» **Set task 1**
Answer these questions from the film review below:
(a) How many minutes long is Jessica Goes to New York?
(b) Which decade's aesthetic does Jessica Peru live?
(c) Which other young woman does Jessica Peru call to mind?
» **Set task 2**
Please translate this sentence from the film review below into Spanish: "John Carmel’s 16-minute Jessica Goes to New York is a self-reflexive coming of age tale about its titular heroine, a young woman who has a wealth of happy-go-lucky vivacity but suffers from an utter lack of purpose."

» **Document text**

John Carmel’s 16-minute Jessica Goes to New York is a self-reflexive coming of age tale about its titular heroine, a young woman who has a wealth of happy-go-lucky vivacity but suffers from an utter lack of purpose.
Charming is the word that best describes Jessica Peru (Carmel), but you can just call her Jessica Peru. Living the 60s aesthetic from head to toe, handbag to home, Jessica Peru has a zest for life and fashion that calls to mind another young woman who found herself without a purpose: Midge Maisel (Intentional or not, it comes with a character who goes by that first name but without the larger-than-life personality as if that were earmarked specifically for Jessica Peru).

» **Supplied information**
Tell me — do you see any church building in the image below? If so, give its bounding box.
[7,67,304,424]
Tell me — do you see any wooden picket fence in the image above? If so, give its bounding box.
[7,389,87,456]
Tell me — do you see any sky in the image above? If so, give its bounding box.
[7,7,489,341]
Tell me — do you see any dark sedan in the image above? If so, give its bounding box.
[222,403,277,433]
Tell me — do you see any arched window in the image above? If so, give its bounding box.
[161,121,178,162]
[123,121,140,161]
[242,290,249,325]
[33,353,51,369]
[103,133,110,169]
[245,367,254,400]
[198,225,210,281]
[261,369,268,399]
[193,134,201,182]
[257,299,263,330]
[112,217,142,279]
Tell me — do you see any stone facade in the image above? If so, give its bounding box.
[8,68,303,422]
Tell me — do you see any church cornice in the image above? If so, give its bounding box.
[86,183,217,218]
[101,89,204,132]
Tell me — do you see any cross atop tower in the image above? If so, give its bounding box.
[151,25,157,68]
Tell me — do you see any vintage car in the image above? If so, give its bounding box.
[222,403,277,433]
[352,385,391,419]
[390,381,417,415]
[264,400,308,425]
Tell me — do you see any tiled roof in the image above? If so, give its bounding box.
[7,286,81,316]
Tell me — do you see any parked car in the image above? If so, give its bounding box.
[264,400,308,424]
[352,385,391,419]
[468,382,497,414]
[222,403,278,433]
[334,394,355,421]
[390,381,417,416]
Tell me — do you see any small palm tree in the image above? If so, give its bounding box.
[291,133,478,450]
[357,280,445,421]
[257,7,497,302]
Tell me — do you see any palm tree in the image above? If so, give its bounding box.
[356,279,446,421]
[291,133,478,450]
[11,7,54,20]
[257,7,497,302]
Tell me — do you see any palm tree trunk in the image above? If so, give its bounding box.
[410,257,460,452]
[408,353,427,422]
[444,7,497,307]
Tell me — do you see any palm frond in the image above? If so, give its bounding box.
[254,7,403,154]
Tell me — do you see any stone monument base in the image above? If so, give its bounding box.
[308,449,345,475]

» **Full output 1**
(a) 16 minutes.
(b) The 60s.
(c) Midge Maisel.

» **Full output 2**
Jessica Goes to New York, el cortometraje de 16 minutos de John Carmel, es un relato autorreflexivo de paso a la madurez sobre su heroína epónima, una joven que posee una gran vivacidad despreocupada pero que sufre de una absoluta falta de propósito.